When a line below contains the string "jersey", show that line.

━━━━━ PROVIDED INFORMATION

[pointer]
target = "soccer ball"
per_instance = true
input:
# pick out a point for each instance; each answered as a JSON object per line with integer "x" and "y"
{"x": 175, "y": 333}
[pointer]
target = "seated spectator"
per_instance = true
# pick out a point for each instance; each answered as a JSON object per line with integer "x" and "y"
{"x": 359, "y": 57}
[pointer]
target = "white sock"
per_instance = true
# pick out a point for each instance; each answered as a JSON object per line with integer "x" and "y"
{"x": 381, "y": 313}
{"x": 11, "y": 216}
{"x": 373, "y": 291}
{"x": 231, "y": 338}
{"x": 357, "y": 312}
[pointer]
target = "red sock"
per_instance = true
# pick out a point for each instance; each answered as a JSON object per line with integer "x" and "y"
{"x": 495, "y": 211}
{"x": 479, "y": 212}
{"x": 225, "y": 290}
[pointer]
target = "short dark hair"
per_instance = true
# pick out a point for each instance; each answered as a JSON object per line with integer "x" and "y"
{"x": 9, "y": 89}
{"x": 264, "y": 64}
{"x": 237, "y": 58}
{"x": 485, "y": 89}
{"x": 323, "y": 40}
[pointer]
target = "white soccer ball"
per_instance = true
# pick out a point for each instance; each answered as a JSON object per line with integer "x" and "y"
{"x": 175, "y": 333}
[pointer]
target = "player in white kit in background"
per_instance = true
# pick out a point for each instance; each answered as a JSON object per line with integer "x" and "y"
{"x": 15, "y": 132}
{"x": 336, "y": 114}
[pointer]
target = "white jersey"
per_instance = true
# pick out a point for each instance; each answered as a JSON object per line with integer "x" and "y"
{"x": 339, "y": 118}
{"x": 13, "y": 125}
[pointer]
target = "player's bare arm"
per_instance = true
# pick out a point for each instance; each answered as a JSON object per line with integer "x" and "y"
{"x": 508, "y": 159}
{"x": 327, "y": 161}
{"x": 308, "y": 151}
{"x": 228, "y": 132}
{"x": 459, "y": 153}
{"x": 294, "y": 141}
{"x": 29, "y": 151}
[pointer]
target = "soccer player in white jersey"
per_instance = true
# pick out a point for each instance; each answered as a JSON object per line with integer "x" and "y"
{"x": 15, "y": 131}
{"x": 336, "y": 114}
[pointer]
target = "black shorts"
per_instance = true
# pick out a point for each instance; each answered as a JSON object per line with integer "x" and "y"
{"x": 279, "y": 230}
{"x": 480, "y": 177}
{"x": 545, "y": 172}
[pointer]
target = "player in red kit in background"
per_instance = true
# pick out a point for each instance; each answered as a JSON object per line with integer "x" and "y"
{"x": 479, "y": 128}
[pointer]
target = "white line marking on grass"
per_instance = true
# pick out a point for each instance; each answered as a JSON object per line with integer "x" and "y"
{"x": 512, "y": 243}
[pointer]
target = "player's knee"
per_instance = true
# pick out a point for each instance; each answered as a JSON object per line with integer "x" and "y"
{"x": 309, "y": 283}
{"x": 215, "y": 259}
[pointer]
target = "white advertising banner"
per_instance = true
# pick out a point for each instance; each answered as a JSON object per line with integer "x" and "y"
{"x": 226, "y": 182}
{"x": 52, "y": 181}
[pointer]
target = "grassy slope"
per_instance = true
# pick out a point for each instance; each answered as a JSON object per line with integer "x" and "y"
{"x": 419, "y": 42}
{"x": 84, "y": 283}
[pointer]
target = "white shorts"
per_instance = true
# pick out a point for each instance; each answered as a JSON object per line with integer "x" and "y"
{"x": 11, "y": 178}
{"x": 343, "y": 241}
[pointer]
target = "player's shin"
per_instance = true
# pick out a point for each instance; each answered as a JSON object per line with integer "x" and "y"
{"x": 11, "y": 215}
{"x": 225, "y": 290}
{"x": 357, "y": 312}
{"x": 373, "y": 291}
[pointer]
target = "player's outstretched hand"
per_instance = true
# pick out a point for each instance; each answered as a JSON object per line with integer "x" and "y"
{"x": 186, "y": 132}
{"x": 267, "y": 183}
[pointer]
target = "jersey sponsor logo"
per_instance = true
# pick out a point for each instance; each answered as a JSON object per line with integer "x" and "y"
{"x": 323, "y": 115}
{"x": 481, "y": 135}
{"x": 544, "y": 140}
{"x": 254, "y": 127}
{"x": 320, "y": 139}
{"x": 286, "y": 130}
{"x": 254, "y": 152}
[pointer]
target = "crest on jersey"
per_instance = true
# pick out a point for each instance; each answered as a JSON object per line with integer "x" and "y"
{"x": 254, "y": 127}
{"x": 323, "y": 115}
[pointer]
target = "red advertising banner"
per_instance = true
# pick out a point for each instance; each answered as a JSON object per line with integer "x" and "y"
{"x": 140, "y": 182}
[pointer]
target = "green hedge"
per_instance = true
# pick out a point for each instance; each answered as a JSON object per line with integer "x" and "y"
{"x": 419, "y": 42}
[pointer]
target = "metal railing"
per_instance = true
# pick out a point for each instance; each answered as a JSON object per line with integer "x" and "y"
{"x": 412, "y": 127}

━━━━━━━━━━
━━━━━ PROVIDED INFORMATION

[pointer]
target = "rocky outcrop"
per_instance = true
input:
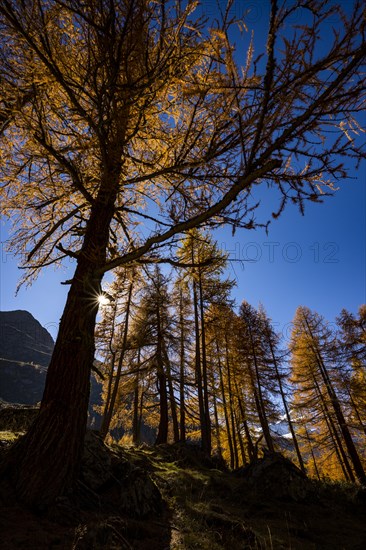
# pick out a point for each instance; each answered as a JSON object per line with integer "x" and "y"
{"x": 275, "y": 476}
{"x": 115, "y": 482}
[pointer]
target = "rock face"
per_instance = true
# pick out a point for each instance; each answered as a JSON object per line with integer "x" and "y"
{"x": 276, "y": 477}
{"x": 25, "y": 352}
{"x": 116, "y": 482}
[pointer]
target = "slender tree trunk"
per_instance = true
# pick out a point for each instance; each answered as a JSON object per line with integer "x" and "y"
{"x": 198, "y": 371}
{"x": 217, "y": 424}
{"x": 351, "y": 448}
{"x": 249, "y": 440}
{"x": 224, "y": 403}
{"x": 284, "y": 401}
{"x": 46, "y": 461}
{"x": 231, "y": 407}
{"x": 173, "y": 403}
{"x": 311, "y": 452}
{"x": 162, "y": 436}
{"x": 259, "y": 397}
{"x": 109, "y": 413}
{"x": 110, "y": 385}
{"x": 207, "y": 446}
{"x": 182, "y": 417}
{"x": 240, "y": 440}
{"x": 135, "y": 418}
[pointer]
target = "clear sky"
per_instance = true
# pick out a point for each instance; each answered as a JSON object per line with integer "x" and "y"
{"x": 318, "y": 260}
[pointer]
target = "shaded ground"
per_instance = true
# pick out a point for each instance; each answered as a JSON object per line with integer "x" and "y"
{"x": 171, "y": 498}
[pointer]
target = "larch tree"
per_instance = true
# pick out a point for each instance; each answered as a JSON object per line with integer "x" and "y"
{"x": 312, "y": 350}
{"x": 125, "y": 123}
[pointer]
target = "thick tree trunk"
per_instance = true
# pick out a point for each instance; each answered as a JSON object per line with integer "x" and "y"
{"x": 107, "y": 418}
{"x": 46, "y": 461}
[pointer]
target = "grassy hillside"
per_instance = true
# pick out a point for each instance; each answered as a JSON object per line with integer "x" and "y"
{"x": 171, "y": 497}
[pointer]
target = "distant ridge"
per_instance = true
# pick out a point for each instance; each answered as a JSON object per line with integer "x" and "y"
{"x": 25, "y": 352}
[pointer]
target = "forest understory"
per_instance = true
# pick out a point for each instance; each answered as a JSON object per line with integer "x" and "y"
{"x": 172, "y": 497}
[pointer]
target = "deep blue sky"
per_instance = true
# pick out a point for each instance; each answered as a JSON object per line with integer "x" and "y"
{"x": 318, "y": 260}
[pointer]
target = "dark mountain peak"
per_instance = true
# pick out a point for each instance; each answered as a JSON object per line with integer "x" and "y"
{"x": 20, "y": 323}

━━━━━━━━━━

» RESULT:
target = "white jersey"
target = "soccer player in white jersey"
target = "jersey sponsor logo"
target = "crest on jersey"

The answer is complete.